◆ **Material provided**
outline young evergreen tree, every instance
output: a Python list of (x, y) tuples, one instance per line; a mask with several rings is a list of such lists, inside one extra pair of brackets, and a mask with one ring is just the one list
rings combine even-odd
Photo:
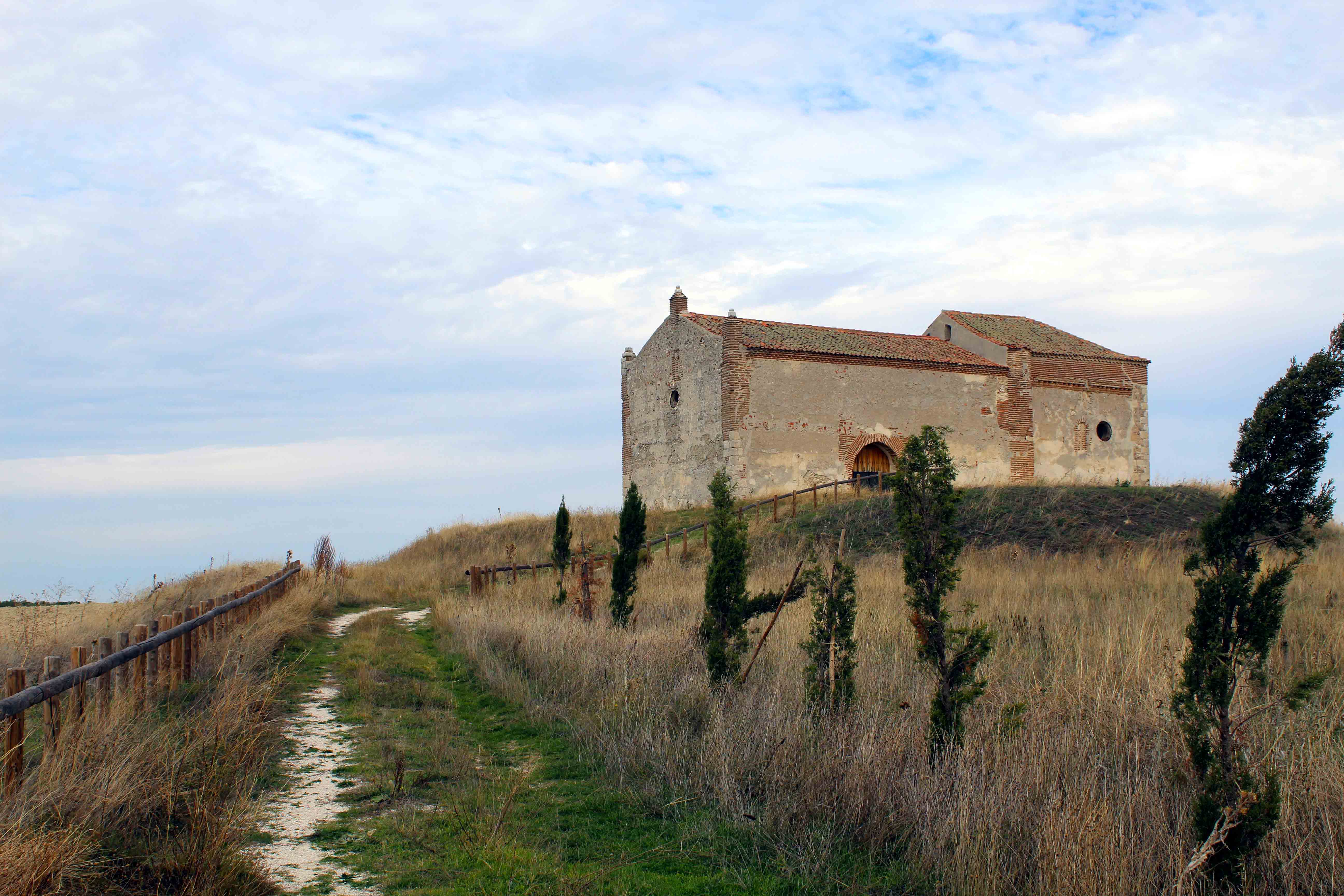
[(853, 618), (857, 610), (853, 567), (844, 562), (844, 531), (831, 557), (831, 571), (808, 570), (802, 582), (812, 590), (812, 630), (800, 645), (808, 654), (804, 689), (809, 701), (827, 709), (853, 700), (856, 645)]
[(560, 571), (560, 591), (555, 595), (555, 603), (563, 604), (569, 600), (569, 595), (564, 594), (564, 571), (570, 566), (570, 557), (574, 555), (574, 548), (570, 541), (574, 533), (570, 531), (570, 510), (564, 506), (564, 498), (560, 498), (560, 509), (555, 512), (555, 532), (551, 535), (551, 563), (555, 568)]
[(644, 500), (630, 482), (621, 505), (616, 535), (616, 557), (612, 560), (612, 622), (622, 629), (630, 621), (630, 598), (638, 584), (640, 551), (644, 548)]
[(891, 497), (896, 533), (905, 551), (906, 604), (919, 642), (919, 658), (938, 673), (929, 712), (929, 751), (937, 758), (961, 744), (962, 713), (985, 690), (976, 669), (993, 649), (995, 633), (984, 623), (969, 625), (974, 604), (964, 609), (968, 623), (950, 625), (943, 598), (961, 579), (957, 556), (957, 505), (953, 489), (957, 469), (942, 434), (926, 426), (906, 442), (892, 476)]
[[(1251, 764), (1239, 735), (1275, 705), (1298, 708), (1327, 678), (1309, 674), (1241, 715), (1234, 705), (1243, 682), (1267, 688), (1265, 661), (1284, 622), (1285, 591), (1333, 512), (1333, 482), (1317, 484), (1331, 438), (1325, 420), (1341, 388), (1344, 324), (1306, 364), (1293, 359), (1242, 423), (1232, 493), (1200, 527), (1185, 560), (1196, 598), (1172, 711), (1202, 785), (1193, 823), (1203, 845), (1192, 865), (1203, 861), (1219, 885), (1234, 889), (1279, 813), (1278, 782)], [(1281, 559), (1265, 567), (1267, 548)]]
[(747, 621), (770, 613), (780, 602), (792, 603), (806, 590), (793, 588), (747, 594), (747, 527), (732, 509), (732, 481), (719, 470), (710, 481), (714, 509), (710, 516), (710, 566), (704, 574), (704, 618), (700, 641), (711, 684), (731, 681), (747, 647)]

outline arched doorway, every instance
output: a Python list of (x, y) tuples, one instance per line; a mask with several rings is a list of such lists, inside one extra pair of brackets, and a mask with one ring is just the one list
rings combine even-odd
[(891, 473), (891, 453), (882, 442), (870, 442), (853, 455), (853, 474), (862, 486), (878, 488), (883, 473)]

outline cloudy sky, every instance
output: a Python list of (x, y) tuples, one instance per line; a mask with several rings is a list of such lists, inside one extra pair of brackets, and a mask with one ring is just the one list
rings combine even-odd
[(0, 4), (0, 596), (612, 505), (677, 285), (1047, 320), (1153, 359), (1156, 477), (1222, 478), (1344, 313), (1341, 42), (1339, 3)]

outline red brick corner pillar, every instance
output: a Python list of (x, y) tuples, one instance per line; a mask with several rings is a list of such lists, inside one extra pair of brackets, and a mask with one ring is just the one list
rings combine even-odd
[(1008, 433), (1008, 474), (1013, 482), (1036, 478), (1036, 433), (1031, 418), (1031, 352), (1008, 349), (1008, 396), (999, 402), (999, 429)]
[(719, 363), (719, 423), (723, 435), (723, 466), (737, 482), (746, 476), (742, 423), (750, 404), (751, 371), (742, 341), (742, 321), (728, 310), (723, 320), (723, 359)]

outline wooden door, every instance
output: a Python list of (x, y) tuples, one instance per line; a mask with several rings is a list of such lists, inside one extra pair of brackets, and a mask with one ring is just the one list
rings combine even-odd
[(853, 458), (855, 473), (891, 473), (891, 458), (887, 451), (874, 442), (864, 445)]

◆ **Your objective**
Leave every image out, and retype the material exactly.

◆ **Solution**
outline young evergreen tree, every instance
output: a Python list of (x, y) tuples, one instance per line; a mask with several rings is a list of such lists, inside one extra pair of brackets, and a mask with one ring is just the one list
rings combine even-odd
Photo:
[(853, 618), (857, 610), (853, 567), (844, 562), (844, 531), (831, 557), (831, 571), (808, 570), (802, 582), (812, 590), (812, 630), (800, 645), (808, 654), (804, 689), (809, 701), (827, 709), (853, 700), (856, 645)]
[(560, 571), (560, 591), (555, 595), (555, 603), (563, 604), (569, 600), (569, 595), (564, 594), (564, 571), (570, 566), (570, 557), (574, 555), (574, 548), (570, 541), (574, 533), (570, 531), (570, 510), (564, 506), (564, 498), (560, 498), (560, 509), (555, 512), (555, 532), (551, 535), (551, 563), (555, 568)]
[(644, 500), (630, 482), (621, 505), (616, 535), (616, 557), (612, 560), (612, 622), (622, 629), (630, 621), (630, 598), (638, 584), (640, 551), (644, 548)]
[(891, 497), (896, 533), (905, 551), (906, 604), (919, 642), (919, 658), (938, 673), (929, 712), (929, 751), (937, 758), (961, 744), (962, 713), (985, 690), (976, 669), (993, 649), (995, 633), (984, 623), (969, 625), (974, 604), (964, 609), (968, 623), (950, 625), (943, 598), (961, 579), (957, 556), (957, 505), (953, 489), (957, 469), (942, 434), (926, 426), (906, 442), (892, 476)]
[[(1251, 764), (1239, 735), (1275, 705), (1298, 708), (1327, 678), (1309, 674), (1241, 715), (1234, 705), (1243, 682), (1267, 688), (1265, 661), (1284, 622), (1285, 591), (1333, 512), (1333, 482), (1317, 484), (1331, 438), (1325, 420), (1341, 388), (1344, 324), (1306, 364), (1293, 359), (1242, 423), (1232, 493), (1200, 527), (1185, 560), (1196, 598), (1172, 711), (1202, 785), (1193, 823), (1203, 845), (1192, 865), (1203, 861), (1219, 885), (1234, 889), (1279, 813), (1278, 782)], [(1281, 559), (1265, 567), (1267, 548)]]
[(747, 621), (770, 613), (780, 602), (792, 603), (806, 590), (793, 588), (747, 594), (747, 527), (732, 509), (732, 481), (719, 470), (710, 481), (714, 509), (710, 516), (710, 566), (704, 574), (704, 618), (700, 641), (711, 684), (731, 681), (747, 647)]

outline arched doorway, every instance
output: a Python list of (x, y) tuples, one instance per line; a mask with several rings is a list of such lists, inside one extra pair of brackets, and a mask with one ring is just the one list
rings combine even-odd
[(891, 473), (891, 453), (882, 442), (870, 442), (853, 455), (853, 474), (862, 486), (878, 488), (883, 473)]

outline cloudy sky, every instance
output: a Python list of (x, y) tuples, one instance per line; a mask with several rings is a list of such lists, inside one extra pair of brackets, and a mask with one ring is just the one list
rings combine even-odd
[(0, 4), (0, 596), (612, 505), (677, 285), (1047, 320), (1153, 359), (1156, 477), (1222, 478), (1344, 313), (1341, 42), (1339, 3)]

outline red brick corner pillar, every instance
output: a Python list of (x, y) tuples, one instance per line; a mask with several rings is a list of such lists, inside one extra pair of brackets, and a mask with one ring is just the one list
rings combine even-odd
[(1008, 433), (1008, 474), (1013, 482), (1036, 478), (1036, 433), (1031, 418), (1031, 352), (1008, 349), (1008, 396), (999, 402), (999, 429)]
[(719, 363), (719, 423), (723, 435), (723, 466), (737, 482), (746, 476), (742, 423), (750, 404), (751, 371), (742, 341), (742, 321), (728, 310), (723, 320), (723, 359)]

outline wooden door, every instance
output: a Python list of (x, y) tuples, one instance per line; a mask with several rings is a list of such lists, inside one extra pair of brackets, and a mask with one ring is just the one list
rings combine even-odd
[(853, 458), (855, 473), (891, 473), (891, 458), (887, 451), (874, 442), (864, 445)]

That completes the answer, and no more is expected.